*DOCUMENT EXCERPT*.
- - - -
September 18th, 2008 by Steven J. Schwartz

image      As interesting as funny puppets are, and if someone actually took the time to read my Blog entries as a cumulative collection of posts and not just what is on the front page, they will see I’m usually un-biased.  In fact I specfiically call out NetApp as one of the lead NAS vendors in several areas, including having the SPEC-SFS results that showed the OnTap GX cluster as by far the IOPs leader for clustered file systems.  That artcile, by the way, is far from “second rate blog” material, thanks for making it personal, not all of us are paid to pick on others products, some of us actually have the experience in technological reality, developing, delivering, and seeing products within customer accounts.

 

     Now let’s take a look at Alex’s blog response.  It is funny that I took a statement about NetApp picking on 3Par’s solution, and it turned into a “They must be very worried indeed”, the THEY in this being Dell of course.  This was never about PS-series storage or Dell for that matter.  So, yes of course I do what anyone with literary license does, I took a graph from a public NetApp document and posted it showing clearly that the WAFL has an issue when utilization is increased in a volume. (hey Alex, yes this was originally about utilization claims in a performance benchmark).  So from that same document Alex pulled the following:

 

image

 

 

     With the “claim” that concurrence fixed the problem.  Well what isn’t shown, and was neatly left off this graph was what the “performance” looked like “with concurrence” at utilizations prior to 50% (notice the green line for those following).   So, if NetApp would like to publish what this graph looked like before it was edited (or maybe those tests were never run)…

 

 

     Leaving me to defend Dell’s, the leading iSCSI storage vendor (by market share according to Gartner), PS-series storage arrays and documented benchmarking…….which I am un-willing to do, as this isn’t about Dell, or Equallogic.  This was my personal defense of Marc Farley, who I’ve known for awhile and felt his post was being picked on.
- - - -
*EXERCISE 1*. Summarize the blog post above in two sentences.

[Extracted data entries]
- - - -
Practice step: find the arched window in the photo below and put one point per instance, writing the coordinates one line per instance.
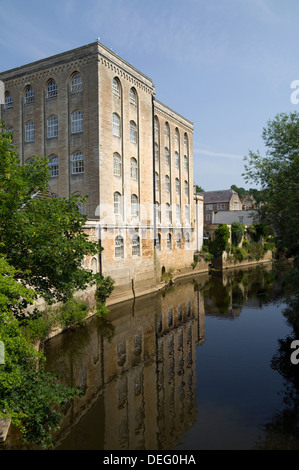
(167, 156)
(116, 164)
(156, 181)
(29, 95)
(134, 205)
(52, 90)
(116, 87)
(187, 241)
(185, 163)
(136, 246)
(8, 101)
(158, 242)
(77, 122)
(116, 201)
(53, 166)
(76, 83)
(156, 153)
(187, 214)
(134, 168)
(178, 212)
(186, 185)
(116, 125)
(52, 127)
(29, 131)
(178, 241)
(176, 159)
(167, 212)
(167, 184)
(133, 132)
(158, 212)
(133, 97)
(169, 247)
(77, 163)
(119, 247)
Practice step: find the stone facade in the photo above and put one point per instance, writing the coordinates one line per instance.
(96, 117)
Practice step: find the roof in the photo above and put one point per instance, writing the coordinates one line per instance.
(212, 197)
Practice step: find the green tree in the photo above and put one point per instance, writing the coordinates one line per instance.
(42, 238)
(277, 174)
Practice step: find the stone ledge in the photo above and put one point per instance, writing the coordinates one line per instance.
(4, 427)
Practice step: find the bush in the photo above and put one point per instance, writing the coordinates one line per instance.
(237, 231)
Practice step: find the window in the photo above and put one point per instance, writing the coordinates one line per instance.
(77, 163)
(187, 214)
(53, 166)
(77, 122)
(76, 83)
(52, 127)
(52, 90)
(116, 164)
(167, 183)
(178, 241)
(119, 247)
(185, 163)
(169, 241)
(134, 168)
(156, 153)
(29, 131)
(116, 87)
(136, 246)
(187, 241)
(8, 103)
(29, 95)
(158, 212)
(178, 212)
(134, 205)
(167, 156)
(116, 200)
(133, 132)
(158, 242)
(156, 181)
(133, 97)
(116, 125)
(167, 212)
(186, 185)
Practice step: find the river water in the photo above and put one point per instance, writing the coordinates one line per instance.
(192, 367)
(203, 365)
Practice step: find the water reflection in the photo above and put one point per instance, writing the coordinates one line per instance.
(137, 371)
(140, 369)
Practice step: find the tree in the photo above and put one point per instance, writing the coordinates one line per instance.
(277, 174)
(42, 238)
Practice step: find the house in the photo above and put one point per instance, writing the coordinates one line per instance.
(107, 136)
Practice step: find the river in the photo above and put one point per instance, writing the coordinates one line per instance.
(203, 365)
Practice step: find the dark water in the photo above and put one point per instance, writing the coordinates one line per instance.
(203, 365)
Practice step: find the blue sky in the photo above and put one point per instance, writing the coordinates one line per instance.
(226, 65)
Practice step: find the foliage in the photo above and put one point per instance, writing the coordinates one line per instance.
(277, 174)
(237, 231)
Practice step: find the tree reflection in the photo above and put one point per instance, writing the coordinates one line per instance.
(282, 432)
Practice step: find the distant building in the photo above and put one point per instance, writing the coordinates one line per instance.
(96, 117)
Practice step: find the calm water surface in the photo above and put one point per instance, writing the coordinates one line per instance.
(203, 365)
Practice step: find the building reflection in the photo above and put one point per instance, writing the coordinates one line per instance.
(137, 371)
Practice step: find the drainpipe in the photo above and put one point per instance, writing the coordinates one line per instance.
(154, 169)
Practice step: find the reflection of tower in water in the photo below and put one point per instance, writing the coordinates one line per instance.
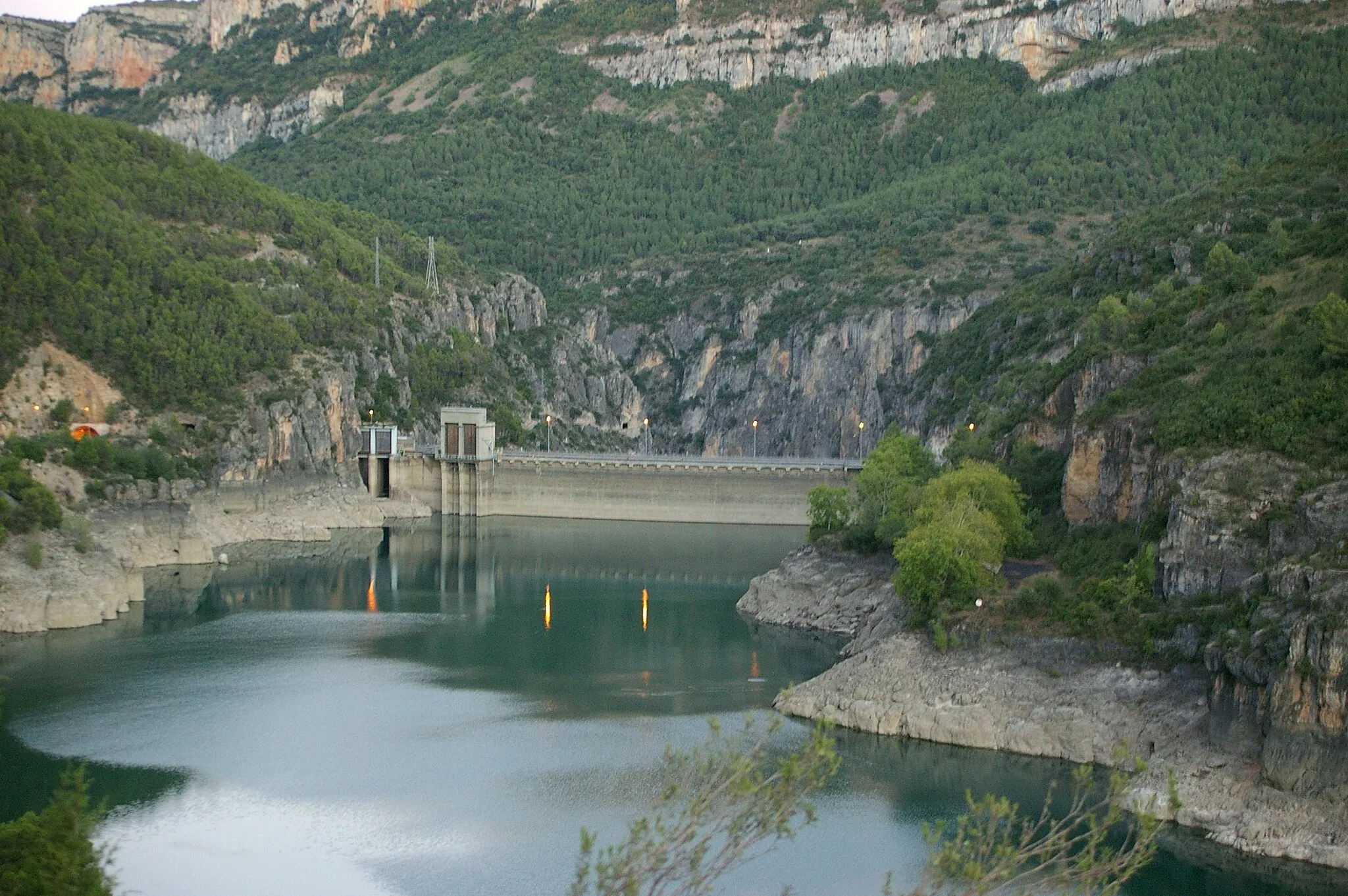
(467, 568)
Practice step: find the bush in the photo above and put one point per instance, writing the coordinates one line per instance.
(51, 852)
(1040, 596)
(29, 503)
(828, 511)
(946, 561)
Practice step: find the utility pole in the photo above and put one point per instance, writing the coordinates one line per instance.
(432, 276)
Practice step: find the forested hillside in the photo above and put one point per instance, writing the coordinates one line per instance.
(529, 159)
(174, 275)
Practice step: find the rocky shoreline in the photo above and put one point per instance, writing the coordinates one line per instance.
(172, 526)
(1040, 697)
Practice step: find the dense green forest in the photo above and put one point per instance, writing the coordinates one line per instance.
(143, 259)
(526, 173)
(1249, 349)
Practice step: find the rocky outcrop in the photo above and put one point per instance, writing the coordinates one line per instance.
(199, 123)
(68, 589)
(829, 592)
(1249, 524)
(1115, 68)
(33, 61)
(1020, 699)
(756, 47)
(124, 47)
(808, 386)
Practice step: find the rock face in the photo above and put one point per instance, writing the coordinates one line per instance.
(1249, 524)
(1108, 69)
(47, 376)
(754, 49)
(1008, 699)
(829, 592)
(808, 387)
- - - -
*EXERCISE 2*. Could you extract, word for word, the part of the listing that opens with the line containing "Practice step: find the rock face" and runs through the end of the listing, both ends included?

*CORRECT RESULT 1*. The author rejects the charge of bias and says the blog post only took a graph from a public NetApp document showing that WAFL has an issue as volume utilization rises, which Alex answered with a graph claiming concurrence fixed the problem. The author points out that this graph left off performance with concurrence at utilizations below 50% and says the post was a personal defense of Marc Farley, not anything about Dell or Equallogic.

*CORRECT RESULT 2*.
Practice step: find the rock face in the photo above and put one point per instance, writing the coordinates one line per instance.
(1249, 524)
(1108, 69)
(47, 376)
(754, 49)
(1008, 699)
(829, 592)
(808, 387)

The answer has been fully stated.